(PASSAGE)

Providing the belts with a profile increases their elasticity, which is particularly advantageous when holding back or pulling forward slit strips. In addition, the profiles counteract or prevent the aquaplaning effect which often unavoidably occurs in wet processes. A stand having chain systems enveloped by endless belts can also be used as a squeegee or wringer unit and can, for example, perform the functions of a drive, control and squeegee unit in a pickling system. The aforementioned effects or advantages can also be achieved if the sides of the belts facing the metal strip are provided with an elastic, preferably profiled, coating. For example, by using a coating of polyurethane or rubber, e.g. about 30 mm thick, together with profiling it is possible to obtain controlled elastic behaviour, in particular when treating slit strips. When pulling forward or holding back hot strips (for example at a temperature of 300° C.) this has a remarkably favourable effect as, after contact with the metal strip in the entraining zone, the endless belts can immediately be cooled intensively from both sides so that the high temperature of the belts can be reduced effectively and in a relatively short time.
The belt can consist of a heat-resistant, heat-conducting or noise-damping material or of a combination thereof (and other materials). The nature and properties of the belt, which is preferably made up of several layers of material, can be varied as desired, depending on the operational conditions and the use to which it is put, by the appropriate selection of materials. Belts suitable for use with hot metal strips can be made of asbestos-like, heat-resistant material, and a metal strip at high temperature, e.g. up to 350° C., can be pulled forward or held back by this means alone.

[Stored data]
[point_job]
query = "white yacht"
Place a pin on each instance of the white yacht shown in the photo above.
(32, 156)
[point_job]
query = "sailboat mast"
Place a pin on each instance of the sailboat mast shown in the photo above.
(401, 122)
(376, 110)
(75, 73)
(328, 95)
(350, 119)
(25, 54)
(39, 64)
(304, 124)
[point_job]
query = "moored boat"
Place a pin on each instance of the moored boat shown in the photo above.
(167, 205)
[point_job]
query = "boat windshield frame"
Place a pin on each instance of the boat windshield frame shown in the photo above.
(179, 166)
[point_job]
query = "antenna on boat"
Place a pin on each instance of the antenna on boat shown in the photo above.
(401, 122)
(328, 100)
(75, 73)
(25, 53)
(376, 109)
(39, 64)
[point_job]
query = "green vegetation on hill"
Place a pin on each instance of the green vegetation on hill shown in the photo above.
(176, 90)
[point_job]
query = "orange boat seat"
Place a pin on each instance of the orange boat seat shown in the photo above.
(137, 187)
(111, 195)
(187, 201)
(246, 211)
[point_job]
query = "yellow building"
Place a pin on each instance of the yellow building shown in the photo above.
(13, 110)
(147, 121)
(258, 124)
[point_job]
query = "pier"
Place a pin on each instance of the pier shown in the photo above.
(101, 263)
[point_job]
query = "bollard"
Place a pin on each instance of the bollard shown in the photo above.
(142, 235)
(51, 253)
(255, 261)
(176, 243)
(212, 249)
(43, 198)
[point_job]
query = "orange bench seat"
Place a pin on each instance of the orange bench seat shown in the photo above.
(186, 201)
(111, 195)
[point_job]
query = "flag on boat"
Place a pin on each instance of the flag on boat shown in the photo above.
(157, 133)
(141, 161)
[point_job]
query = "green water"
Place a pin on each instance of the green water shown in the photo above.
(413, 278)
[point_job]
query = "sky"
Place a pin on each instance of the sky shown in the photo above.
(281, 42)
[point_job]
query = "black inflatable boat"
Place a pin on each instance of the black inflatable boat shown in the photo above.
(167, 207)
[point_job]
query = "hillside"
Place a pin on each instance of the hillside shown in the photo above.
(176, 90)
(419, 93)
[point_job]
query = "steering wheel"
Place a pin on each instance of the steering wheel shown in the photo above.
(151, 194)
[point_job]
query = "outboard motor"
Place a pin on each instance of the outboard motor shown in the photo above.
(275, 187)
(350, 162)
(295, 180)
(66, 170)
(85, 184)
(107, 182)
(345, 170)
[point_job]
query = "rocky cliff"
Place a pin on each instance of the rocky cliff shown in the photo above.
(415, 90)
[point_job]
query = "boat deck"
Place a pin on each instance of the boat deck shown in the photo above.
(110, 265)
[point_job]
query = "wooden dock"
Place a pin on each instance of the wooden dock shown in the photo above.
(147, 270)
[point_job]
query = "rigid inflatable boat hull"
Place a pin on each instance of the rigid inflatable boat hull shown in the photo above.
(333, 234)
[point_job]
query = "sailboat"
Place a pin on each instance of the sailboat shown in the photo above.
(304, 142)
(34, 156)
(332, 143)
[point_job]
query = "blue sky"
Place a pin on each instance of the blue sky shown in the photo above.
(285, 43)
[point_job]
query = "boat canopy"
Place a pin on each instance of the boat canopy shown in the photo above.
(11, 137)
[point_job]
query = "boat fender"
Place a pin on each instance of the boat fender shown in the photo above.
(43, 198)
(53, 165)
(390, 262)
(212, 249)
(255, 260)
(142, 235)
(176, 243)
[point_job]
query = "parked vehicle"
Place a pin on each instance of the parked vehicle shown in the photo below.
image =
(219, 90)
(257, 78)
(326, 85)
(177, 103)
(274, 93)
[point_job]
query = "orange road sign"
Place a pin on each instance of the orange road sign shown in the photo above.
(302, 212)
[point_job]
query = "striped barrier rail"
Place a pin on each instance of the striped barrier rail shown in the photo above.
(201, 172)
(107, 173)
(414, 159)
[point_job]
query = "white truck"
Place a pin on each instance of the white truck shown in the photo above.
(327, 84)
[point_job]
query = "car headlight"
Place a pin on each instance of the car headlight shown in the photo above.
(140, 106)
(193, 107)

(TO BE DONE)
1. Render this sentence from the passage on endless belts into Spanish: "The belt can consist of a heat-resistant, heat-conducting or noise-damping material or of a combination thereof (and other materials)."
2. Answer these questions from the passage on endless belts:
(a) What effect, which often occurs in wet processes, do the profiles counteract or prevent?
(b) Which two coating materials are given as examples?
(c) Up to what temperature can a metal strip be pulled forward or held back by belts of asbestos-like, heat-resistant material alone?
3. Extend the passage on endless belts, picking up after its final sentence.
The lines above are separate material, apart from the passage on endless belts.

(SOLVED TASKS)
1. La correa puede estar compuesta de un material resistente al calor, conductor del calor o amortiguador del ruido, o de una combinación de ellos (y de otros materiales).

2.
(a) The aquaplaning effect.
(b) Polyurethane or rubber.
(c) Up to 350° C.

3.
Depending on the structure and composition of the belt, which may be multi-layered and consist, for example, of metal, metal alloys, woven fabric, polyurethane or rubber, cooling of the metal strip by a fall in temperature between the metal strip and the belt can be achieved; controlled cooling of the metal strip is thus possible. The removal of heat from the strip depends on the thermal conductivity of the belt material; if for instance it consists of a copper alloy, metal strips having temperatures of up to, for example, 700° C. can be influenced metallurgically. Thus by cooling a very hot metal strip at a very fast cooling rate specific microstructures can be obtained. The stand according to the invention for pulling forward or holding back metal strips thus makes it possible both to produce strip tension and at the same time to exert control effects and to exert a metallurgical influence on the microstructure of the metal strip.
To supply electric current to the metal strip treated in the stand according to the invention in electrolytic processes, or so as to heat the metal strip quickly from room temperature to a desired temperature in the belts can be formed so as to carry electric current. If, for example, the belts have an outer coating of copper it is possible to transfer relatively large amounts of heat to the metal strip in the entraining zone of the stand in a very short time; this is assisted by the fact that, since the metal strip is held on two sides, large contact surfaces and thus large cross-sections and large contact forces are available. In the case of belts which have a rubber layer the necessary insulation is obtained simultaneously without additional means.
The reduction in noise already achieved by enveloping or at least shielding the chain systems can be further improved if the belts consist of a noise-damping material, e.g. of rubber or rubber combined with a carrier layer of woven fabric.
The invention will now be described in more detail with reference to a preferred exemplary embodiment according to the invention in which both chain systems of a stand are enveloped radially by endless belts, and illustrated in the drawings in which:
FIG. 1 shows diagrammatically, in side elevation, a braking stand having two oppositely disposed chain systems enveloped radially by endless belts;
FIG. 2 shows, as a detail, oppositely disposed roller units in the entraining zone of the braking stand; and
FIG. 3 shows the cross-section of an endless belt comprising several layers of material.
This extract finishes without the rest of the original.